- **Problem statement**
Output, as a numbered list, the rows from the line containing "A single point falls on each instance of the man in" through the end of the rows, both ends included. Omit blank lines and pictures.
begin Records supplied
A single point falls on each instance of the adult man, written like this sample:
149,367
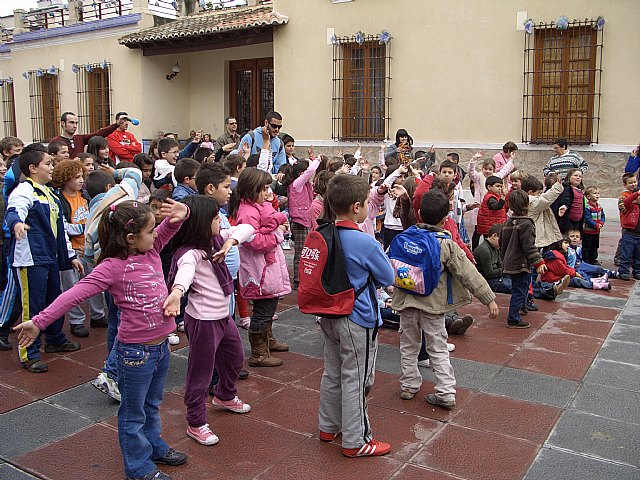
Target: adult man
76,143
123,146
564,160
272,125
229,138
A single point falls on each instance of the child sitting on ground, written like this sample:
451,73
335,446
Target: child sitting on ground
426,313
488,261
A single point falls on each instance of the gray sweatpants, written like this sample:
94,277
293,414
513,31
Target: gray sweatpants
349,371
412,323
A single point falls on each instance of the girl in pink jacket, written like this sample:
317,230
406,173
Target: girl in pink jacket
263,274
299,187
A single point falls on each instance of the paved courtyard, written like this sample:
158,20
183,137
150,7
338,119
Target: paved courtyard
558,401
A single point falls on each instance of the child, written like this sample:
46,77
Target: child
145,163
572,199
425,314
168,149
350,343
68,177
40,248
488,169
320,183
492,209
214,341
594,219
519,253
488,261
129,268
185,175
630,247
298,183
263,274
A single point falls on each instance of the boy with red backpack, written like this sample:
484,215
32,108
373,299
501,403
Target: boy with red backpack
422,309
350,341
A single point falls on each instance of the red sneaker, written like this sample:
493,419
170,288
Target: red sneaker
371,449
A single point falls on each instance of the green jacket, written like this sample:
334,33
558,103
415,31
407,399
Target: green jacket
465,281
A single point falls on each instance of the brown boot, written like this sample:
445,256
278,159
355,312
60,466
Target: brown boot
274,345
260,356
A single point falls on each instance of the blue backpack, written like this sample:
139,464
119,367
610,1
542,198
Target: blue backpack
415,256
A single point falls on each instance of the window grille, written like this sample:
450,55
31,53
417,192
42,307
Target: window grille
8,109
94,96
44,96
361,79
562,83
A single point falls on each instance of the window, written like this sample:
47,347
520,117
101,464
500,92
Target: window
94,96
44,95
251,91
562,84
360,90
8,108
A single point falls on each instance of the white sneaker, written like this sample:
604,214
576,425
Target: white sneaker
107,385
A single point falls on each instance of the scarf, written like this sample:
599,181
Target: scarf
219,268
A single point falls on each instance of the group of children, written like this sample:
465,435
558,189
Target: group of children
178,240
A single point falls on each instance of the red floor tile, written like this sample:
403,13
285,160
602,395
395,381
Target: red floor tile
411,472
315,460
561,365
11,398
476,455
62,374
92,453
300,404
389,397
476,347
578,326
405,432
565,343
493,413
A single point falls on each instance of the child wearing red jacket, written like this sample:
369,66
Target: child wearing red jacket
492,208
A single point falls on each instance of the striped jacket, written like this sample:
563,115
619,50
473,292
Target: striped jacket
46,242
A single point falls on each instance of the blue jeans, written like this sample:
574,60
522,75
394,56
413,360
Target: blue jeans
111,365
500,285
519,292
142,372
630,254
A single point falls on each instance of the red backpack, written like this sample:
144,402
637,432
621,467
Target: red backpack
325,289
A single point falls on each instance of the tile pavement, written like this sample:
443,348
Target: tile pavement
556,401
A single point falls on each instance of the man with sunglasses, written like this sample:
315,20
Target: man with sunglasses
229,139
272,126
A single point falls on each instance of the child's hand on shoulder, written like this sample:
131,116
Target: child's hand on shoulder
171,305
27,333
176,211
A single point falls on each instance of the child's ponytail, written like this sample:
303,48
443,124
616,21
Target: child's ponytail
118,222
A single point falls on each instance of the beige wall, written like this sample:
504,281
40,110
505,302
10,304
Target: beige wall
457,67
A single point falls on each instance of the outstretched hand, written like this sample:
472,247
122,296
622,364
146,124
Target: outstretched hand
176,211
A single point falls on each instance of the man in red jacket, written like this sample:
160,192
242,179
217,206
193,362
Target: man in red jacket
123,146
76,143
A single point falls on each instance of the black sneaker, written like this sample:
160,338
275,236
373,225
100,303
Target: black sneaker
79,331
172,458
5,344
99,322
65,347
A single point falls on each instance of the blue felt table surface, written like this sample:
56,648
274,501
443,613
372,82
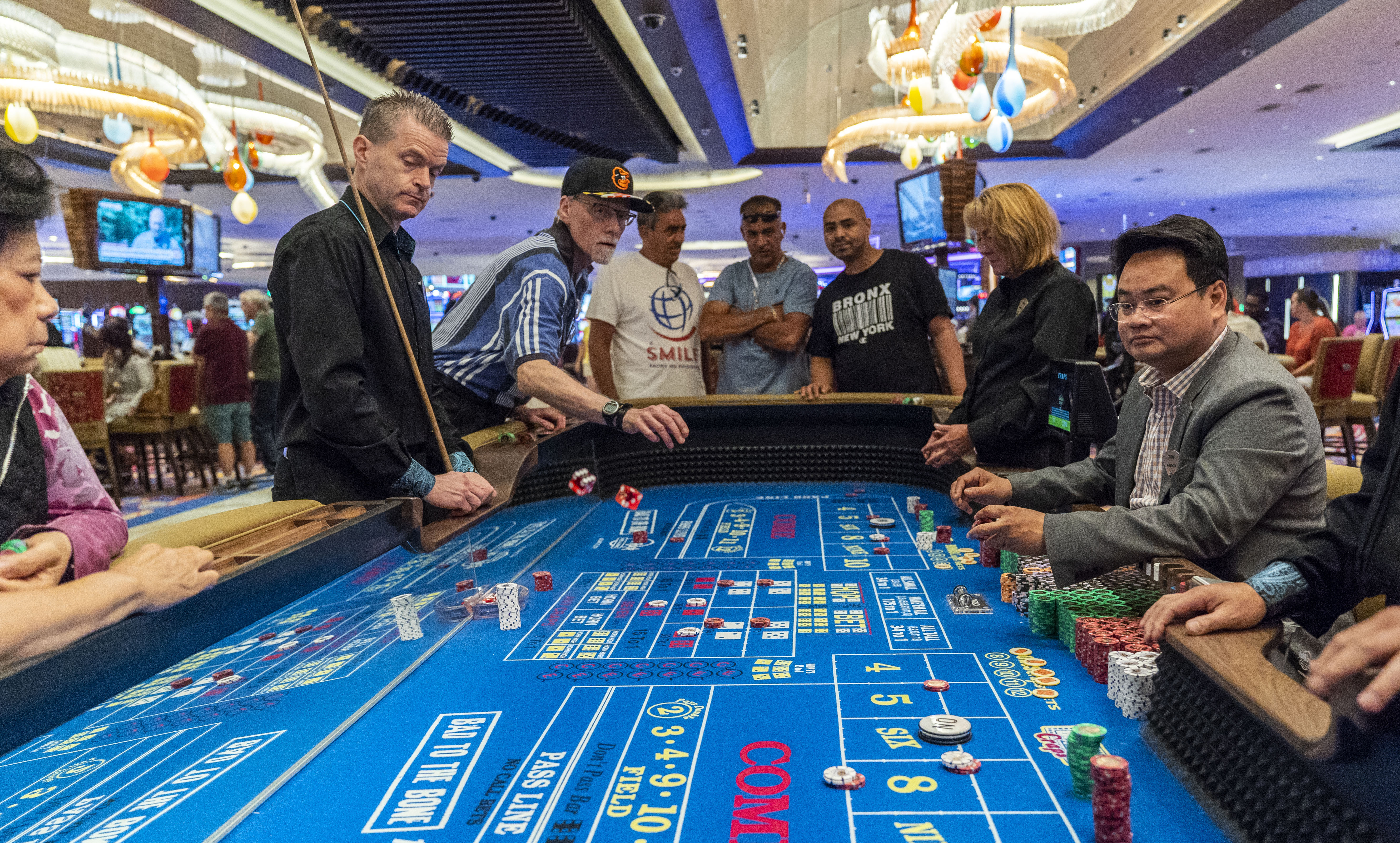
end Records supplied
- **Written reply**
1. A single point falls on each instance of the man in red jacket, written like this sample:
2. 160,192
3. 242,179
4. 217,206
5. 193,362
6. Target: man in red jacket
7. 123,146
8. 76,143
9. A single point falls on each instance of the black sneaker, written like this sample:
10. 160,338
11. 275,236
12. 373,225
13. 100,303
14. Target: black sneaker
15. 79,331
16. 172,458
17. 5,344
18. 99,322
19. 65,347
20. A single point falls on each instance of the blue felt table surface, written like this sample:
21. 56,648
22. 274,501
23. 443,613
24. 372,82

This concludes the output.